--- Dataset excerpts ---

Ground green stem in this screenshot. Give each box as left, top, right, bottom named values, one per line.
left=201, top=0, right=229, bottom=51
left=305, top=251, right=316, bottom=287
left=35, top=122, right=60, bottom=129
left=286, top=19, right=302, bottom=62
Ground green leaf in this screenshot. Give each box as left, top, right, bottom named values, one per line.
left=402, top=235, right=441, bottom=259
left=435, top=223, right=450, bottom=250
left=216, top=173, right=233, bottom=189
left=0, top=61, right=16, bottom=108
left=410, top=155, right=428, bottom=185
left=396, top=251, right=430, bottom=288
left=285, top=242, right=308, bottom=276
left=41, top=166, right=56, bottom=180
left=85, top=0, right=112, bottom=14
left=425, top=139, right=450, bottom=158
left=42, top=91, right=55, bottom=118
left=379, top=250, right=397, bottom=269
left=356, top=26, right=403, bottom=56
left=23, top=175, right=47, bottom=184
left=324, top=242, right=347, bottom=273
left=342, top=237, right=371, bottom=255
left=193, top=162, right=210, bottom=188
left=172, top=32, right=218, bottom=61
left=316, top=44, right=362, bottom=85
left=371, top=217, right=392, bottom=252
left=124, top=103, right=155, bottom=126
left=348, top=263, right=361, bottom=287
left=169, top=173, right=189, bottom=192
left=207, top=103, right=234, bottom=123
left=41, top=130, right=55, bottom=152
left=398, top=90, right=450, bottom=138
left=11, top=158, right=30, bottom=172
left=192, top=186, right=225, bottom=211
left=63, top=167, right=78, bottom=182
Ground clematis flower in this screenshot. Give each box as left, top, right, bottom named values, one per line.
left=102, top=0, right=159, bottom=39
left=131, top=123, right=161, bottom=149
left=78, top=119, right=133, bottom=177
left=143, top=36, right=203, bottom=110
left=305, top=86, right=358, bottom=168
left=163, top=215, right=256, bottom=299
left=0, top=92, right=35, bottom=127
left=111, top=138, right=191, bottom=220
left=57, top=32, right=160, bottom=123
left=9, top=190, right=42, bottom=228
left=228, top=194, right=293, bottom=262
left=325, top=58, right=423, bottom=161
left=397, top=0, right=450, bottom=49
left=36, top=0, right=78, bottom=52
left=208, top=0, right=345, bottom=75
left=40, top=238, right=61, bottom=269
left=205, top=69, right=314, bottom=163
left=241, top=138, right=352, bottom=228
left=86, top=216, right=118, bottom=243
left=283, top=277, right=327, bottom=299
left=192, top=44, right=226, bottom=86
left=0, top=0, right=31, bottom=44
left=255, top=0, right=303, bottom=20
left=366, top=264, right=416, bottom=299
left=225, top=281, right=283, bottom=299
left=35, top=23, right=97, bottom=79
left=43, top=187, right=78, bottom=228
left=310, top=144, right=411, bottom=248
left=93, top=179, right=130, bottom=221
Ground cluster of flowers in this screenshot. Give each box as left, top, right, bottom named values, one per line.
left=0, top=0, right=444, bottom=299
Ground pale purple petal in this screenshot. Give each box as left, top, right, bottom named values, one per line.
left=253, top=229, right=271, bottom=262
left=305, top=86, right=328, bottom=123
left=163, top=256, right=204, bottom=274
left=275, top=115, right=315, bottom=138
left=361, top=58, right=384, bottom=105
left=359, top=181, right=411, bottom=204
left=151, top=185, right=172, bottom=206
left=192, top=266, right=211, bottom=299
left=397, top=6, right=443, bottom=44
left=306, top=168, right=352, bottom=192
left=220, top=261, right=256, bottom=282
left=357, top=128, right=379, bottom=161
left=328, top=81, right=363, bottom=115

---

* Exercise description *
Every entry above should be retyped exactly as shown.

* Your response *
Ground green stem in this screenshot. Give each box as left, top, right, bottom named values, one per line.
left=201, top=0, right=229, bottom=51
left=305, top=251, right=316, bottom=287
left=35, top=122, right=60, bottom=129
left=286, top=19, right=302, bottom=62
Ground green leaf in this screenshot. Give each box as left, top, right, bottom named values, one per line.
left=402, top=235, right=441, bottom=259
left=435, top=223, right=450, bottom=250
left=216, top=173, right=233, bottom=189
left=0, top=61, right=16, bottom=108
left=410, top=155, right=428, bottom=185
left=396, top=251, right=430, bottom=288
left=285, top=242, right=308, bottom=276
left=41, top=166, right=56, bottom=180
left=85, top=0, right=112, bottom=14
left=425, top=139, right=450, bottom=158
left=42, top=91, right=55, bottom=118
left=379, top=250, right=397, bottom=269
left=356, top=26, right=403, bottom=56
left=23, top=175, right=47, bottom=184
left=324, top=242, right=347, bottom=273
left=342, top=237, right=371, bottom=255
left=193, top=162, right=210, bottom=188
left=172, top=32, right=218, bottom=61
left=316, top=44, right=362, bottom=85
left=371, top=217, right=392, bottom=252
left=124, top=103, right=155, bottom=126
left=348, top=263, right=361, bottom=287
left=169, top=173, right=189, bottom=192
left=207, top=103, right=234, bottom=123
left=41, top=130, right=55, bottom=152
left=398, top=90, right=450, bottom=138
left=11, top=158, right=30, bottom=172
left=192, top=186, right=225, bottom=211
left=63, top=167, right=78, bottom=182
Ground clematis flower in this screenshot. Give each box as left, top, right, bottom named values, one per line.
left=102, top=0, right=159, bottom=39
left=131, top=123, right=161, bottom=149
left=78, top=119, right=133, bottom=177
left=143, top=36, right=203, bottom=110
left=305, top=86, right=358, bottom=168
left=163, top=215, right=256, bottom=299
left=0, top=92, right=35, bottom=127
left=111, top=138, right=191, bottom=220
left=57, top=32, right=160, bottom=123
left=9, top=190, right=42, bottom=228
left=228, top=194, right=293, bottom=262
left=325, top=58, right=423, bottom=161
left=397, top=0, right=450, bottom=49
left=36, top=0, right=78, bottom=52
left=208, top=0, right=345, bottom=75
left=40, top=238, right=61, bottom=269
left=205, top=69, right=314, bottom=163
left=241, top=138, right=352, bottom=228
left=86, top=216, right=118, bottom=243
left=283, top=277, right=327, bottom=299
left=192, top=44, right=226, bottom=86
left=0, top=0, right=31, bottom=44
left=255, top=0, right=303, bottom=20
left=366, top=264, right=416, bottom=299
left=225, top=281, right=283, bottom=299
left=35, top=23, right=97, bottom=79
left=43, top=187, right=78, bottom=228
left=310, top=144, right=411, bottom=248
left=93, top=179, right=130, bottom=221
Ground cluster of flowers in this screenshot. Give each box as left, top, right, bottom named values, one per line.
left=0, top=0, right=444, bottom=299
Ground pale purple petal in this screenshot. Give each box as left, top, right, bottom named values, one per line.
left=253, top=229, right=271, bottom=262
left=305, top=86, right=328, bottom=123
left=163, top=256, right=204, bottom=274
left=275, top=115, right=315, bottom=138
left=361, top=58, right=384, bottom=105
left=359, top=181, right=411, bottom=204
left=151, top=185, right=172, bottom=206
left=192, top=266, right=211, bottom=299
left=397, top=6, right=443, bottom=44
left=306, top=168, right=352, bottom=192
left=220, top=261, right=256, bottom=282
left=357, top=128, right=379, bottom=161
left=328, top=81, right=363, bottom=115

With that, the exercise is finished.